* Exercise requirements: Repeat every line of the data exactly; no picture belongs in the copy.

(Dataset records)
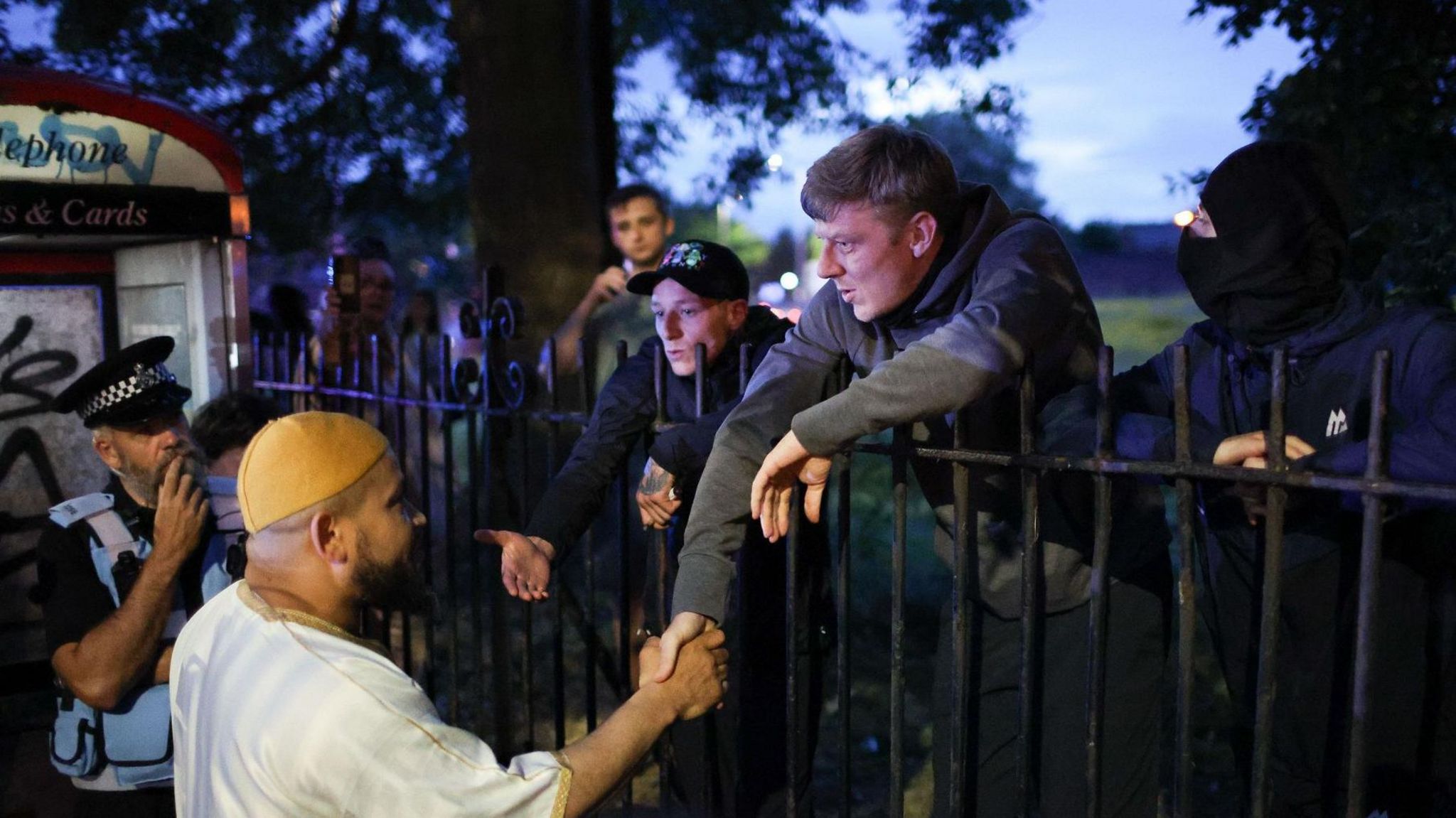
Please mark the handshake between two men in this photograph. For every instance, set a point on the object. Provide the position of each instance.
(526, 561)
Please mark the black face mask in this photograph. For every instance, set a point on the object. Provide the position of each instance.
(1273, 269)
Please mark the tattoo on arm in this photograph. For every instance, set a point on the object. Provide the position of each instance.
(655, 479)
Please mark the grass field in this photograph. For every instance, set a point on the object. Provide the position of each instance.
(1139, 328)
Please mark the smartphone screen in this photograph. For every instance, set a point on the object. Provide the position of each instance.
(347, 283)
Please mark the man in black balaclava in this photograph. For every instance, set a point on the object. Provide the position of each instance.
(1264, 261)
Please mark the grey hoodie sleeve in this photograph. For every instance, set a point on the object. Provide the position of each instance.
(1025, 297)
(793, 376)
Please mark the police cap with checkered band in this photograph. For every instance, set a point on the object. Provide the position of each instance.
(127, 387)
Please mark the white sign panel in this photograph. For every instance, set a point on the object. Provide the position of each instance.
(87, 149)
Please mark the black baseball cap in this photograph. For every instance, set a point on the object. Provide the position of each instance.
(705, 268)
(129, 387)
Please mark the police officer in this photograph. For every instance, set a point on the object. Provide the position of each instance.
(119, 572)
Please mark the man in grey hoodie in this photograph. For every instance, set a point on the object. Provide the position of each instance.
(941, 297)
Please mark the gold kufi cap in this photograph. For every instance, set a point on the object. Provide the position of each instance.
(299, 461)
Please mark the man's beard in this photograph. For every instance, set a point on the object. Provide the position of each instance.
(392, 586)
(147, 482)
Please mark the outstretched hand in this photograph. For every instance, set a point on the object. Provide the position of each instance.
(525, 562)
(774, 487)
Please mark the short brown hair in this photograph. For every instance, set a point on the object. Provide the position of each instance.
(894, 169)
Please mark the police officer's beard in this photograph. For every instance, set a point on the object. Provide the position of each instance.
(147, 482)
(390, 586)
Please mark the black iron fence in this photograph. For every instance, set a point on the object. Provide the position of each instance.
(476, 450)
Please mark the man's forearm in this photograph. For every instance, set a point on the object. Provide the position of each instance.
(568, 337)
(604, 759)
(123, 650)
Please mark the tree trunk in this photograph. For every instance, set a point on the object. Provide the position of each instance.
(540, 147)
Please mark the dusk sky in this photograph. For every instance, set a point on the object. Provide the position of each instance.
(1117, 95)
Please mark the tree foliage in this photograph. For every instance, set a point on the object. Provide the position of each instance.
(754, 68)
(1378, 85)
(351, 114)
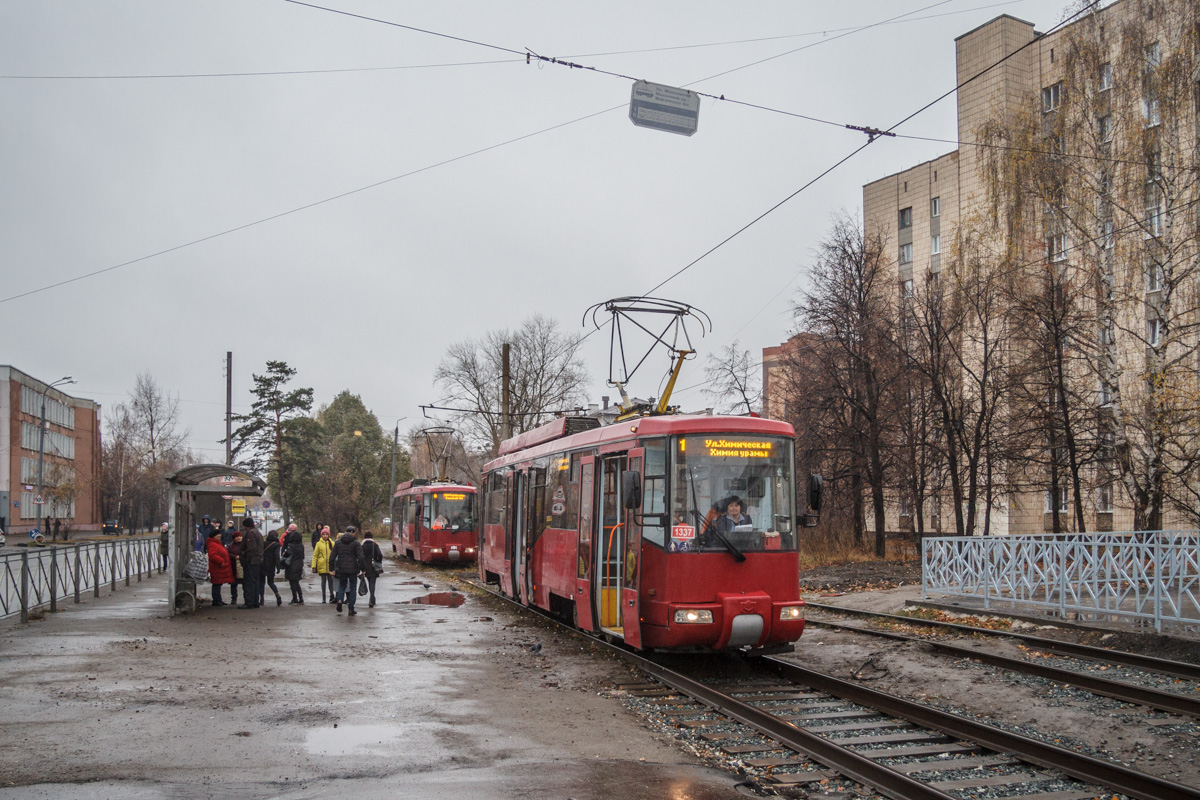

* Answer to this task:
Please mark the handshake between two men in this photograph. For every instance, set a point on the object. Provide the position of each instance.
(526, 561)
Please mark the black face mask in this photograph. For every instance, set a point on the object. Provide the position of each instance.
(1273, 269)
Please mark the tattoo on arm in this photograph. For every instance, set a point on the object. Provide the position of each instance.
(655, 479)
Please mark the grass field in this photograph. For every instance, set a point on the object. Provide the position of each instance.
(1139, 328)
Please mark the smartphone screen in this photograph. For every instance, set a point on the object. Provide the position of each instance.
(347, 283)
Please mark the man in black balaclava in this photograph. For every instance, set a point on the object. Provide the position of each instance.
(1264, 261)
Please mark the grey hoodie sleeve in this photograph. For every instance, set a point on the object. Provide the position of each instance.
(1025, 297)
(793, 376)
Please mark the police cap with checkered band in this photograph. For every instance, set a point on the object. Provide the position of each instance.
(127, 387)
Please mark the white sign panel in this photograph. For every instance, set a point on the object. Provide the position of each instance.
(87, 149)
Please mark the black baseball cap in this photograph. For every instance, set a point on the object. Provide the position of each instance.
(705, 268)
(129, 387)
Please mark the police officer in this photograph. For every instance, set a point on the object. Provide the position of each instance.
(119, 572)
Please mark the man in grey hoodie in this photograph. For every instance, set a point on the object. Provide the position of each instance.
(941, 297)
Please mark the gold kufi cap in this photograph. For every instance, set a point on the object. Provide the position of each instance.
(299, 461)
Please mark the man's beard in this photograph. For every instance, set a point on the object. Provide the position of each instance.
(392, 586)
(147, 482)
Please mark the outstretched hand in this photograph. For every instance, set a point on the object. Provide the position of each instance.
(525, 562)
(774, 487)
Please mark the short brown hair in this photograph. For every instance, set a point on the object. Provide the position of each instance.
(894, 169)
Please mark the police officer's beard in this photograph. For every instance, set a point on the object. Provide the position of each instance.
(147, 482)
(390, 586)
Please mark the black iron fence in this photograph. For every instance, set a point on the object. Provide the position of each instance.
(476, 450)
Please mark the man's forearm in this photograph. For every instance, set a point on the object. Provide the position of each instance.
(568, 337)
(604, 759)
(123, 650)
Please mark the tree trunk in this photograph. For every instance, set a point on the object. Provide the position of each instance.
(540, 147)
Please mark the dusk sky in this photograph. For every instance, set a point on the object. Provide the position of each instance.
(1117, 95)
Please mark the tree foliage in this photograph. For every instance, set a point on the object. Provide the position of each instance.
(754, 68)
(1378, 85)
(351, 114)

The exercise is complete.